Instructions for the task - From the data below, set down exactly the lines between the one holding "18L218 466L250 468L241" and the one holding "positive clicks: (208, 23)", inclusive, and no others.

(Collected data)
************
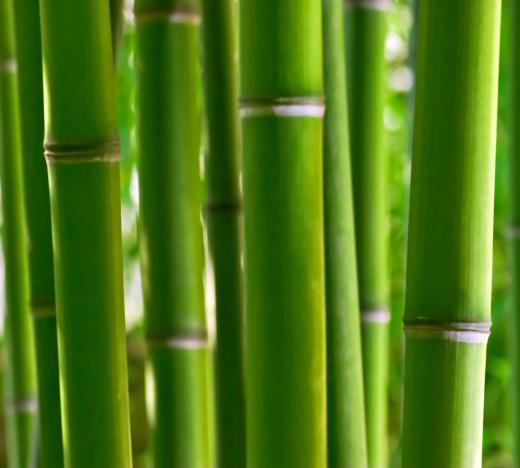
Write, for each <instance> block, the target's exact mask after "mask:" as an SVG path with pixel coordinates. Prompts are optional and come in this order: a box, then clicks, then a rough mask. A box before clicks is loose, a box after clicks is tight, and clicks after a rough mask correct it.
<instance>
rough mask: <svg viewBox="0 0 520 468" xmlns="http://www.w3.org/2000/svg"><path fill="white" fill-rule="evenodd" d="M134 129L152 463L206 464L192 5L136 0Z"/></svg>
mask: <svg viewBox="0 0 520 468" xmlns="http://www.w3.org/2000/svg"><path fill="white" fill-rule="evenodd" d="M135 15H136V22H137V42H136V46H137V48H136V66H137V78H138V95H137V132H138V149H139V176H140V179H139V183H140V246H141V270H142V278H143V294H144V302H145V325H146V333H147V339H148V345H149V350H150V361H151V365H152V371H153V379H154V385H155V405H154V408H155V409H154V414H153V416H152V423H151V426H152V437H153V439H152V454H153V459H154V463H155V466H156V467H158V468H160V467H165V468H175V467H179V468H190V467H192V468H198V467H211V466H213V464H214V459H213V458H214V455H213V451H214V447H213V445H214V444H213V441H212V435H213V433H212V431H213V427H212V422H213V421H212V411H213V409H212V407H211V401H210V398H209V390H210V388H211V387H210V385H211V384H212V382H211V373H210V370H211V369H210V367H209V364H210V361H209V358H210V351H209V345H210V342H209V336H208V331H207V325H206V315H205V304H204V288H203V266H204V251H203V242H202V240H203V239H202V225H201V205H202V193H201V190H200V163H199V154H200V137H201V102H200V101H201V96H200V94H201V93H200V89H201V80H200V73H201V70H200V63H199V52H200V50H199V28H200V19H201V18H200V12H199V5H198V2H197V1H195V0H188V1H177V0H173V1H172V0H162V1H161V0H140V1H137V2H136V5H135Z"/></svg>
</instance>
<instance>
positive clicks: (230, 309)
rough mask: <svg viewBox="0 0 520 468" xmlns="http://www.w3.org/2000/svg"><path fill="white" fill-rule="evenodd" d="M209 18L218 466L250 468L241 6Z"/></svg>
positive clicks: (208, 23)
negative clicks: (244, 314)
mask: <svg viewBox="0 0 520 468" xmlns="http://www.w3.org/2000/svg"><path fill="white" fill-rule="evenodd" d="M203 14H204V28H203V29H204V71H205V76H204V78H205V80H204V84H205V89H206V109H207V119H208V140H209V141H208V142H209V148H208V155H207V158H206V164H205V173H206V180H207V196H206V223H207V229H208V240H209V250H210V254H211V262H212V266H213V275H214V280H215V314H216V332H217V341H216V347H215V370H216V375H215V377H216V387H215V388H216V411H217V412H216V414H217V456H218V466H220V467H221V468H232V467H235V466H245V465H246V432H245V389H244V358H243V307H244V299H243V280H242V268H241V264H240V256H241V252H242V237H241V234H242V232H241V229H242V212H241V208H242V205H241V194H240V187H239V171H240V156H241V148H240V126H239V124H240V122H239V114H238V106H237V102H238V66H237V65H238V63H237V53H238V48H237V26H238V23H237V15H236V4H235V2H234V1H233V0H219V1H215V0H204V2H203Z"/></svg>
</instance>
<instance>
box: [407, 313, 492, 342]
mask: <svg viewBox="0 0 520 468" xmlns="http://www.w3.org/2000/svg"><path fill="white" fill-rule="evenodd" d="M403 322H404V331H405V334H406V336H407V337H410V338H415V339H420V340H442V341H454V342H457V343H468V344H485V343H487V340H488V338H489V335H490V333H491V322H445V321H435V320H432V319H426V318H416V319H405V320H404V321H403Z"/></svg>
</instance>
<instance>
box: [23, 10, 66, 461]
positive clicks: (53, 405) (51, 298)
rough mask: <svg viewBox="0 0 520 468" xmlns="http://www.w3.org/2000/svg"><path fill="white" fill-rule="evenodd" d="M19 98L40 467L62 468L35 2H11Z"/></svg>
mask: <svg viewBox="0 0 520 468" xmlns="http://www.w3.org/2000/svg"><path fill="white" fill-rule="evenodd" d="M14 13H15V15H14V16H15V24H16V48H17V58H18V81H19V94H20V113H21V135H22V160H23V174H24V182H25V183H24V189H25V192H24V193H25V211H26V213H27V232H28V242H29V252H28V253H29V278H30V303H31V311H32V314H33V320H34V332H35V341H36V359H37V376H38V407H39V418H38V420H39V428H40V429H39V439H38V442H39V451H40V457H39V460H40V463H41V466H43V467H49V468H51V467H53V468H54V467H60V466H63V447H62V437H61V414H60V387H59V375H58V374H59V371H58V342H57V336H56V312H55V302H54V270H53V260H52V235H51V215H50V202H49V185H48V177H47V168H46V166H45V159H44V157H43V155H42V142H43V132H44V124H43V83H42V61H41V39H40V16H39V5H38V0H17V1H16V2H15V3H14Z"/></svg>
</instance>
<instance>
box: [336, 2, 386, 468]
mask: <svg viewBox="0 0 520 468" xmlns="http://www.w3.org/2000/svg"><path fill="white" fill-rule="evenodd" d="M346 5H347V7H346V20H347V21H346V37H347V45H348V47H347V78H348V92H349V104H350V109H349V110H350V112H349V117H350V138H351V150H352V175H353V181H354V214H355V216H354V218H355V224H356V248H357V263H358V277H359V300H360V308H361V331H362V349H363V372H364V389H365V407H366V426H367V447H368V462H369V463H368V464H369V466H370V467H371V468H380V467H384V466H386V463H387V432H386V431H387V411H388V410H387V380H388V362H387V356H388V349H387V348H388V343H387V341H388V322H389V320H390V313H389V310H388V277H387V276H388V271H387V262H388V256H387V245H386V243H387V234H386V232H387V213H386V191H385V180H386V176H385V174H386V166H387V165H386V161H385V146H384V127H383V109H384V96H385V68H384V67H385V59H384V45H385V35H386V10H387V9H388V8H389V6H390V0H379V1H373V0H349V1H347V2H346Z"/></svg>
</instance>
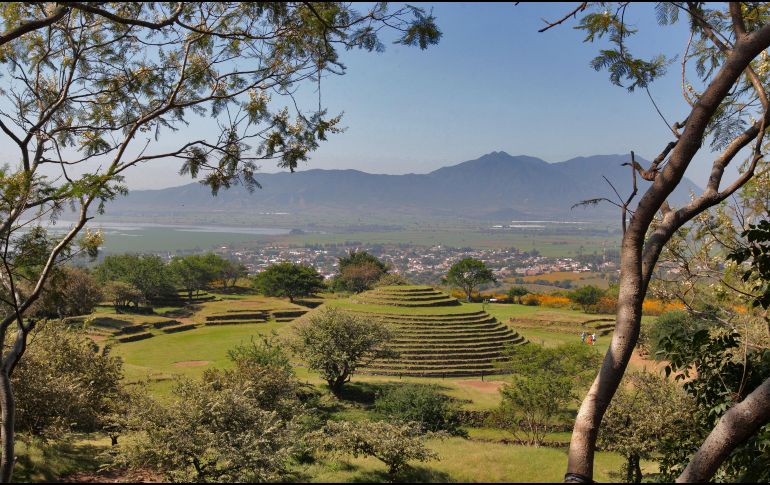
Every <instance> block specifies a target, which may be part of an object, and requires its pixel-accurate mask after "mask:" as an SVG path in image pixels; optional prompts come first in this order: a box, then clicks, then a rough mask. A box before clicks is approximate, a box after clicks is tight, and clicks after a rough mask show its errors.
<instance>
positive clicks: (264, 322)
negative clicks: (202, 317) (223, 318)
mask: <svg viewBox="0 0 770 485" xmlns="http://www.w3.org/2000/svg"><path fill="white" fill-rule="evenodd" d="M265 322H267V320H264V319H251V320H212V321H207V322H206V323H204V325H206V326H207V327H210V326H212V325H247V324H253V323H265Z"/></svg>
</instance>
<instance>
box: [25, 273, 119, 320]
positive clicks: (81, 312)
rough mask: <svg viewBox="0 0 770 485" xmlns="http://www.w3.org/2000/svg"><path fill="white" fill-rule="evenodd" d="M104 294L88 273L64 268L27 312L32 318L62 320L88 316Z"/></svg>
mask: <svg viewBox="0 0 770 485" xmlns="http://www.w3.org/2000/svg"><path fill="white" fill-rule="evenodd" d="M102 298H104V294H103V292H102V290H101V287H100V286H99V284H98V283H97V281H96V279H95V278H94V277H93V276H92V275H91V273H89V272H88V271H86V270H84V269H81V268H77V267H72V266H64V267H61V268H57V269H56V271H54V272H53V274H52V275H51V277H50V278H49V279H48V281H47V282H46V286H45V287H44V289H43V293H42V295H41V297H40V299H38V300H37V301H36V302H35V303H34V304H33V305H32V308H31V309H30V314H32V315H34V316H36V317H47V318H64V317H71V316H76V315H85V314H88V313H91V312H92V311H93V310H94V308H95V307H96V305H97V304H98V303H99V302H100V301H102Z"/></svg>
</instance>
************
Answer to the problem -
rough mask: <svg viewBox="0 0 520 468" xmlns="http://www.w3.org/2000/svg"><path fill="white" fill-rule="evenodd" d="M209 18L218 466L250 468L241 6Z"/></svg>
positive clicks: (208, 23)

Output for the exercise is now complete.